== The task ==
Edit the records from the line containing "Where can you spot the lake" through the end of the records, changing "autumn foliage tree" to "fall foliage tree" and keeping everything else the same. Return only those lines.

== Dataset records ==
++++++++++++++++++++
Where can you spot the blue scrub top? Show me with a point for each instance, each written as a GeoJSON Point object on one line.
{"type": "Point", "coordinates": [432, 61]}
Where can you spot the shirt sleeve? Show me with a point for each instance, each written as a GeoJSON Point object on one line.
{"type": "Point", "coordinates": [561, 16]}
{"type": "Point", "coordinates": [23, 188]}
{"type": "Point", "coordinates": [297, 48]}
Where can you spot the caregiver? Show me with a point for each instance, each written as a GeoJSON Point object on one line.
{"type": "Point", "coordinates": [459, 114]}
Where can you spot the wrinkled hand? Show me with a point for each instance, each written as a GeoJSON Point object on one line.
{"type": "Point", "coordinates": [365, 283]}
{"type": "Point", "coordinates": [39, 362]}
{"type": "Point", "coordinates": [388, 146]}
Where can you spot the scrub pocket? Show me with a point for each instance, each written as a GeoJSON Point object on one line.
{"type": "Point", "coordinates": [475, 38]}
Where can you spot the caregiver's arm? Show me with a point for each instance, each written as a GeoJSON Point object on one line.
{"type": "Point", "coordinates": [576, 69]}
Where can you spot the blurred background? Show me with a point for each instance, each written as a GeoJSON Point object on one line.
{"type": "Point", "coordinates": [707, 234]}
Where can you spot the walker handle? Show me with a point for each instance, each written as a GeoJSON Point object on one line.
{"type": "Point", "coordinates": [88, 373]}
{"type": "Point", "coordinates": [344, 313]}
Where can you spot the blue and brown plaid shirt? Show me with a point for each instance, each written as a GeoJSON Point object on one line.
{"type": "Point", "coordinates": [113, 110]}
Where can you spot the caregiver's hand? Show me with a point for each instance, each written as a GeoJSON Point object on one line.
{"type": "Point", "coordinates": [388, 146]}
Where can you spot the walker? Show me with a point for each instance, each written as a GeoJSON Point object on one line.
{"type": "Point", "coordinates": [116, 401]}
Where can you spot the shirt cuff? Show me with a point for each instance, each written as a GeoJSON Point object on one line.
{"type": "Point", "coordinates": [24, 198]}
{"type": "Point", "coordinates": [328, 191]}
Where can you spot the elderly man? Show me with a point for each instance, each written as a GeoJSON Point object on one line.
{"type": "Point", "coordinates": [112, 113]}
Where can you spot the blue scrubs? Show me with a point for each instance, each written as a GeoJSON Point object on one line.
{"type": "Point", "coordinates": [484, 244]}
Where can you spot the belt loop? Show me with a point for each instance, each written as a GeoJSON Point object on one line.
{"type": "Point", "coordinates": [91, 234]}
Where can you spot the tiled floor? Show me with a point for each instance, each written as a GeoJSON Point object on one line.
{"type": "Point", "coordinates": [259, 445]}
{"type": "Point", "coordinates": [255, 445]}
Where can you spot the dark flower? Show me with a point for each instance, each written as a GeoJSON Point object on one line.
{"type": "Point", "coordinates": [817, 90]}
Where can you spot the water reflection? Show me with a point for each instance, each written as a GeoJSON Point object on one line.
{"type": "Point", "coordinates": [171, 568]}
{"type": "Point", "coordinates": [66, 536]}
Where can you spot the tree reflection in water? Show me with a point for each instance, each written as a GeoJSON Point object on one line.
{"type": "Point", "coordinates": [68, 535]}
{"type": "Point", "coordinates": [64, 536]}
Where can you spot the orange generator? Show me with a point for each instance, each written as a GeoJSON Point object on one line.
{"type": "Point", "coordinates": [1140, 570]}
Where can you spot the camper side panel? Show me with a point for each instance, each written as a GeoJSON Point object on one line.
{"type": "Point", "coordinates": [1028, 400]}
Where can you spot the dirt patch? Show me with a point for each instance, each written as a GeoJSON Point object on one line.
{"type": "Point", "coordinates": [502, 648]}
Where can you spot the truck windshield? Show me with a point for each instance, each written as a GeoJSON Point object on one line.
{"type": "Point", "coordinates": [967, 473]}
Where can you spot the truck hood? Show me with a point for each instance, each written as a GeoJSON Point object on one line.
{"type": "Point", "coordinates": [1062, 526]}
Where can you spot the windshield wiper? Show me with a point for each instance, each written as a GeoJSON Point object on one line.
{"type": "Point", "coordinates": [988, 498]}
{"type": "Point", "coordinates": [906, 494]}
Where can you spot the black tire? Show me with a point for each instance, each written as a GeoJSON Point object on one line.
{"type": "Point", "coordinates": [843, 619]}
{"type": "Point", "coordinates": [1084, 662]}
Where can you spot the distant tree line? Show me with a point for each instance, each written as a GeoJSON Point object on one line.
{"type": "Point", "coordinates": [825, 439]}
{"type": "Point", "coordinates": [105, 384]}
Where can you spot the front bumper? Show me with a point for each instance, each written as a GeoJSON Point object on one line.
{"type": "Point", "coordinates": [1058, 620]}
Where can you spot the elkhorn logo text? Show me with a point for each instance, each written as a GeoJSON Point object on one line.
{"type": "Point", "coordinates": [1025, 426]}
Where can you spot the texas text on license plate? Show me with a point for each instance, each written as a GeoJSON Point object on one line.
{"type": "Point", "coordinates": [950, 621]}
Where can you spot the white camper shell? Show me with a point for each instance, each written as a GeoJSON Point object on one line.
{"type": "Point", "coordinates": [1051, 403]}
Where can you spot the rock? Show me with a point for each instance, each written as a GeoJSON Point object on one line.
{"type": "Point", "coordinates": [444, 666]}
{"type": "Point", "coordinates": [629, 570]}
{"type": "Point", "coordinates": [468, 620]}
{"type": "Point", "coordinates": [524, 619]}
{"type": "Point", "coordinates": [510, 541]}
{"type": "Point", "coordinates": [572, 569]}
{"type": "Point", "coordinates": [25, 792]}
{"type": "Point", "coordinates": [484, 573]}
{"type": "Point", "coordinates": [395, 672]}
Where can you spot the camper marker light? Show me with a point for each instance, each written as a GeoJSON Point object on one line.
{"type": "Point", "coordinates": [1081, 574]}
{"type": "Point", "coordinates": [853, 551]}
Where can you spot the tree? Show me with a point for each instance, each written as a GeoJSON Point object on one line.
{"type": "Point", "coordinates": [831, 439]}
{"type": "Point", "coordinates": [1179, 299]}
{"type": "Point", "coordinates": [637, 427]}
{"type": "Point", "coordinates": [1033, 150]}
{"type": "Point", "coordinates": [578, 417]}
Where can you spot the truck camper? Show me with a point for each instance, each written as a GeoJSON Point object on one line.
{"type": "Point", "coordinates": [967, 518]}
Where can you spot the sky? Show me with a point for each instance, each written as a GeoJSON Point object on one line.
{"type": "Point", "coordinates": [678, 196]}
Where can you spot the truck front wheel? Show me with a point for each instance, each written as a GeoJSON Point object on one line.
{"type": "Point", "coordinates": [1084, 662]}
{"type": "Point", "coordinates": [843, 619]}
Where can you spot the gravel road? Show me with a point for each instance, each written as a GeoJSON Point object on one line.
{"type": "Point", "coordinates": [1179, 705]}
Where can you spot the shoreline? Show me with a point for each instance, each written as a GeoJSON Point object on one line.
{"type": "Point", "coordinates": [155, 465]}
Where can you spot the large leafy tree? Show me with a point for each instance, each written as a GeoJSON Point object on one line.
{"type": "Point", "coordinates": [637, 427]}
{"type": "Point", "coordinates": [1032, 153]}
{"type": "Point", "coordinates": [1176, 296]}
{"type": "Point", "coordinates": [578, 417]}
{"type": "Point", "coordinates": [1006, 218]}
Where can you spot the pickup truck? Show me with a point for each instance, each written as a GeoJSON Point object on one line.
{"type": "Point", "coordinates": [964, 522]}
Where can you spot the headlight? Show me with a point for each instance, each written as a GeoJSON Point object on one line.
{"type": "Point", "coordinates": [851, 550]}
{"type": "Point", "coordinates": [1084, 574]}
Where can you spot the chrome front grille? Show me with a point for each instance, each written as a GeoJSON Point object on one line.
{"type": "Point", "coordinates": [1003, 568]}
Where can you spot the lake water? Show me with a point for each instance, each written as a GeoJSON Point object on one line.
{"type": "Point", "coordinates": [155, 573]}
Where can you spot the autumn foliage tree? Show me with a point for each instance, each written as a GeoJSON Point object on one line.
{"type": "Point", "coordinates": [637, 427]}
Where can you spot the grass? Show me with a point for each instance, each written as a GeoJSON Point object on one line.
++++++++++++++++++++
== The completed task ==
Where can you spot the lake water? Show me with a point for each instance, each written as a GeoJSON Point object on one line.
{"type": "Point", "coordinates": [155, 573]}
Where can you spot the fall foliage tree? Show me with a point for each instance, each written as a GeoJSON Point object on one line.
{"type": "Point", "coordinates": [637, 427]}
Where can you spot the grass? Show me with a point for each instance, each written as a GeoJSON Point object on one line.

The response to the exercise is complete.